Osmanlılar 1517'de Arap Yarımadası'na hâkim olmalarıyla birlikte Mekke ve Medine'ye eşsiz hizmetlerde bulundular. İki kutsal ve şerefli şehrin hizmetkârı / ''Hadim'ül Haremeyn'üş Şerifeyn unvanını alan sultanlar birçok vakıflar kurup Mekke ve Medine'ye hizmet ettiler.
Yavuz Sultan Selim’in Mısır seferinin ardından Osmanlı idaresine geçen Hicaz bölgesi asırlar boyunca özenle korundu ve hizmet gördü. Mekke-i Mükerreme ve Medine-i Münevvere’ye, hizmet edebilmek amacıyla tahsis edilen vakıflar Osmanlı tarihinde çok büyük bir öneme sahip.
Özel şahısların oluşturduğu vakıfların yanı sıra devletten de pek çok isim Harameyn hayrına bağışta bulunurdu. En başta Osmanlı hanedanına mensup hanım sultanlar olmak üzere; devlet makamlarında bulunanların çoğu, mülklerini vakfederek gelirlerini kutsal topraklara bağışlamıştı.
Kanuni Sultan Süleyman’ın kızı Mihrimah Sultan da kutsal topraklara hizmet etme noktasında önemli katkılarda bulunmuş bir isim.
MEKKE’YE SU YOLU
Meşhur İslam idarecilerinden Abbasî halifesi Harun Reşid’in eşi Zubeyde tarafından yaptırılan Ayn-ı Zubeyde Su Yolu, dönemin hac ve umre yolcularına büyük kolaylıklar sağlamıştı. 1560’lardan sonra, sel ve kum fırtınaları sonucu kullanılamaz hale gelmişti.
Ayn Zübeyde Su Yolu için Mekke Şerifi, 1562'de İstanbul’dan talepte bulunur ve su yolunun yenilenmesi ister. Gelen bu istek üzerine Kanunî Sultan Süleyman Mekke Kadısı Abdülkādir İbn-i Ali Mağribî ve Cidde Mutasarrıfı Hayreddin Bey'in de dâhil olduğu bir heyet görevlendirilir.
Onarım için yapılacaklarını tespitini ve bu iş için gereken paranın hesaplanmasını emreder. Sıkıntının çözülmesi ve kanalların inşası için 30 bin altın gerektiği bildirilir ve Mihrimah Sultan istenen bedelden çok daha fazlasını, 50 bin altını kendi gelirinden bağışlar.

● **Yapılacak işler**
A - Mekke su yolu metnine göre Mihrimah Sultan onarım için kendi gelirinden kaç altın bağışlamıştır?
B - Mekke su yolunu anlatan metni, son cümlesinden sonra gelecek birkaç cümleyle sürdürünüz.
Bu kayıtlar metinden bağımsız, ayrı bir malzemedir.

● **Saklanan kayıtlar**
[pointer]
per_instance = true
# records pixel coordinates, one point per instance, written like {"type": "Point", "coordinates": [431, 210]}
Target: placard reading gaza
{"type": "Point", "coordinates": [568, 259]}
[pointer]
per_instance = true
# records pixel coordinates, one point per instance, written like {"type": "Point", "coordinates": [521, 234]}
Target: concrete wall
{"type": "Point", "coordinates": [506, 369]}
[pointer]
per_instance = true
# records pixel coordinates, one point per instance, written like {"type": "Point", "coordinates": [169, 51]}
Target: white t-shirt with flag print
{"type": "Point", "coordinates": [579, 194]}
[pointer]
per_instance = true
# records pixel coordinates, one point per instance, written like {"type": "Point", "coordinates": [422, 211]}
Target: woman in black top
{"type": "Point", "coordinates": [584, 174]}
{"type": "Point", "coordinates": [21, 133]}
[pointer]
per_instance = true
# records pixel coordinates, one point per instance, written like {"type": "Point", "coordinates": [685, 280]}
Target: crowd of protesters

● **Beklenen yanıtlar**
A - 50 bin altın bağışlamıştır.

B -
Sultanın bu bağışı ile hızla Arafat Meydanı’nda çalışmalara başlanır. Yüzlerce mühendis, usta ve binden fazla işçi ile 1573 yılına kadar on yıl süren bir çalışma sonucu su yolları onarılır ve Mekke'de her yere su ulaştırılır.
CÖMERTLİK ABİDESİ
Mihrimah Sultan’ın Haremeyn hizmetleri ile ilgili tesis ettiği 7 ayrı vakıf vardı. Bunlardan biri her sene 2500’ü Mekke’ye, 2500’ü Medine’ye toplam 5000 altın gönderiyor; bu paralar kadılar ve imamlar aracılığı ile kutsal topraklardaki fakirlere dağıtılıyordu.
Mihrimah Sultan, başka bir vakfiyesinde; Tatar Pazarı adlı yerde bulunan mülklerin gelirinden 3000 sikkenin surre emini vasıtasıyla Mekke-i Mükerreme ve Medine-i Münevvere’de ihtiyaç sahiplerine dağıtılmasını şart kılmıştı.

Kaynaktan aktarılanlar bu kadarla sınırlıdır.